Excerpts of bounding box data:
## begin

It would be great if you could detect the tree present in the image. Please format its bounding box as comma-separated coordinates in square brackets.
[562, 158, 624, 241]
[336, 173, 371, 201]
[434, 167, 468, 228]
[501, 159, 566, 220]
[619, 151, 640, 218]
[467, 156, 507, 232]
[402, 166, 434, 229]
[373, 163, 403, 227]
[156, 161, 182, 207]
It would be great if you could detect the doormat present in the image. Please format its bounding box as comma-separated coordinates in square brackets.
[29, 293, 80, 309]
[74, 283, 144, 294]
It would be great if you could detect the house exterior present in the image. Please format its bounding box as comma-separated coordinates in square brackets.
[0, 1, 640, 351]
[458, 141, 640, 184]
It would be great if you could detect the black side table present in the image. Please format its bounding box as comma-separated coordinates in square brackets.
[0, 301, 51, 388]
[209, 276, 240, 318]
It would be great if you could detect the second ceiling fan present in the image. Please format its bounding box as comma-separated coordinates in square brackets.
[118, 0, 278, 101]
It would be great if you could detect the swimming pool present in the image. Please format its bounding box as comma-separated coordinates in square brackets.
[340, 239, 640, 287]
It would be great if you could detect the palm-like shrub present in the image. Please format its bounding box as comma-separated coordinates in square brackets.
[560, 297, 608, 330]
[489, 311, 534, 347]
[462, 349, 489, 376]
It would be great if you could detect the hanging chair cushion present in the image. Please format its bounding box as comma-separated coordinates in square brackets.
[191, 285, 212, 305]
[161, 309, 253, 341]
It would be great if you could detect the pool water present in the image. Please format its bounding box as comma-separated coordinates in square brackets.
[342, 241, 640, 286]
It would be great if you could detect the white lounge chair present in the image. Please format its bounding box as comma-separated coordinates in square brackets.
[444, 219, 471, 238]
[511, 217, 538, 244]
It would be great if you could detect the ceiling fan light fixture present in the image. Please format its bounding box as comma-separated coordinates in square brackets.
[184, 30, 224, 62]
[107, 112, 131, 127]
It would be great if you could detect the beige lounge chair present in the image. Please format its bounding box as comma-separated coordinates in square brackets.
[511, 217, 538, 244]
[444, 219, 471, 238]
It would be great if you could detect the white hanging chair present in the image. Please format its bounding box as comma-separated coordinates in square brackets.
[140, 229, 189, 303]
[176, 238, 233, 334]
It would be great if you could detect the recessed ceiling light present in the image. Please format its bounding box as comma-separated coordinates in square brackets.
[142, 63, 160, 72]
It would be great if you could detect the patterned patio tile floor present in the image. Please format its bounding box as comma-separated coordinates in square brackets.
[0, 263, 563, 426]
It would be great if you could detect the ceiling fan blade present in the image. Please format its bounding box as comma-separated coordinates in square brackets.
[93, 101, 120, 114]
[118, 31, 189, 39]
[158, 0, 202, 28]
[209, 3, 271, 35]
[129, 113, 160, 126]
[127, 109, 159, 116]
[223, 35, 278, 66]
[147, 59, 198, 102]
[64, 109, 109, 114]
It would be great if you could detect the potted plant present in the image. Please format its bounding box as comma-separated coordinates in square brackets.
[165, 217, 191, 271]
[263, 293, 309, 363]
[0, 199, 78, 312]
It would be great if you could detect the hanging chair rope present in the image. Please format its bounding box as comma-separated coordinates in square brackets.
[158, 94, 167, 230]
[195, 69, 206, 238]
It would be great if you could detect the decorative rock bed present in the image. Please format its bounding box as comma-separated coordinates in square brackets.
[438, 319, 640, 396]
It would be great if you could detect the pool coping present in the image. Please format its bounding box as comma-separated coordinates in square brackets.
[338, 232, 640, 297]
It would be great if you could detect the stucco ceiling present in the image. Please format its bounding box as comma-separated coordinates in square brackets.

## end

TASK BRIEF
Reproduce all of the material above, substituting "comma-delimited" for each occurrence of "comma-separated" and leaving every other line unchanged.

RESULT OF THE TASK
It would be great if you could detect the tree present in the image. Please format its bounding box as comma-delimited coordinates in square brackets.
[562, 158, 624, 241]
[336, 173, 371, 201]
[434, 167, 468, 228]
[501, 159, 566, 220]
[619, 151, 640, 218]
[467, 156, 507, 232]
[402, 166, 434, 229]
[373, 163, 403, 227]
[156, 161, 182, 207]
It would be great if you could detect the doormat present in the image. Please format its bounding box as comma-delimited coordinates in square brackets.
[29, 293, 80, 309]
[74, 283, 144, 294]
It would be great if you could detect the house exterior present in the image. Please format its bounding box as comma-delimited coordinates in square brackets.
[0, 1, 640, 351]
[458, 141, 640, 184]
It would be great if you could detect the black side table present in the image. Please format its bounding box as comma-delimited coordinates in square brackets.
[0, 301, 51, 388]
[209, 276, 240, 318]
It would be great if you could detect the second ceiling fan present in the image. Please format its bounding box as comma-delimited coordinates in square brackets.
[118, 0, 278, 101]
It would be great if you could detect the swimming pool present in the image. Please format its bounding box as comma-delimited coordinates in square brackets.
[340, 239, 640, 287]
It would be great if you could detect the palm-like shrub present in the image. Please format its bounding box as comma-delimited coordinates in square brackets.
[560, 297, 608, 330]
[489, 311, 534, 347]
[462, 349, 489, 376]
It would be great if you could detect the hanging chair cushion present in the image. Please format its bounding box as comma-delimited coordinates in square brackets.
[191, 285, 212, 305]
[161, 309, 253, 341]
It would be great if you could detect the pool water present in the image. Please format its bounding box as comma-delimited coordinates in square brackets.
[342, 241, 640, 286]
It would be great if you could detect the white lounge chair present in the image. Please format its bounding box as comma-delimited coordinates in square brackets.
[444, 219, 471, 238]
[511, 217, 538, 244]
It would be great if you could detect the ceiling fan light fixture present in the image. Please format its bounding box as comma-delimited coordinates in square brackets.
[184, 30, 224, 62]
[107, 112, 131, 127]
It would be great if you could detect the beige lounge chair present in the image. Please format its bounding box as comma-delimited coordinates in square brackets.
[511, 217, 538, 244]
[444, 219, 471, 238]
It would be great if you could detect the white hanging chair present in the image. Please format its bounding box as comma-delimited coordinates in square brackets.
[140, 229, 189, 303]
[176, 238, 233, 334]
It would be great if you could detect the recessed ceiling light present in the image. Please format its bounding box as comma-delimited coordinates in square brackets.
[142, 63, 160, 72]
It would be great if you could detect the patterned patio tile floor present in the image. Please format its bounding box as comma-delimited coordinates in square brackets.
[0, 263, 563, 426]
It would be great if you could detect the ceiling fan blade present in the image. Please format its bounding box as comma-delimited coordinates in square brackets.
[93, 101, 120, 114]
[118, 31, 189, 39]
[158, 0, 202, 28]
[209, 3, 271, 35]
[129, 113, 160, 126]
[127, 109, 159, 116]
[223, 35, 278, 66]
[147, 59, 198, 102]
[64, 109, 109, 114]
It would be great if you could detect the potted plant present in the image. Please format its bounding box as comma-delimited coordinates in square brackets.
[165, 217, 191, 271]
[263, 293, 309, 363]
[0, 199, 78, 312]
It would be great if you could detect the hanging chair rope present in the image. Please format its bounding box as comma-delimited coordinates in square brackets.
[158, 94, 167, 230]
[195, 69, 206, 238]
It would be great if you could detect the decorative rock bed present in the image. Please format its bounding box as comma-delimited coordinates in square brackets.
[438, 319, 640, 396]
It would be great if you could detect the pool coping present in the image. Please format its bounding box as comma-delimited coordinates in square brackets.
[338, 232, 640, 297]
It would be great if you could detect the stucco ceiling present in the image. Please format its bounding box as comma-delimited coordinates in square brackets.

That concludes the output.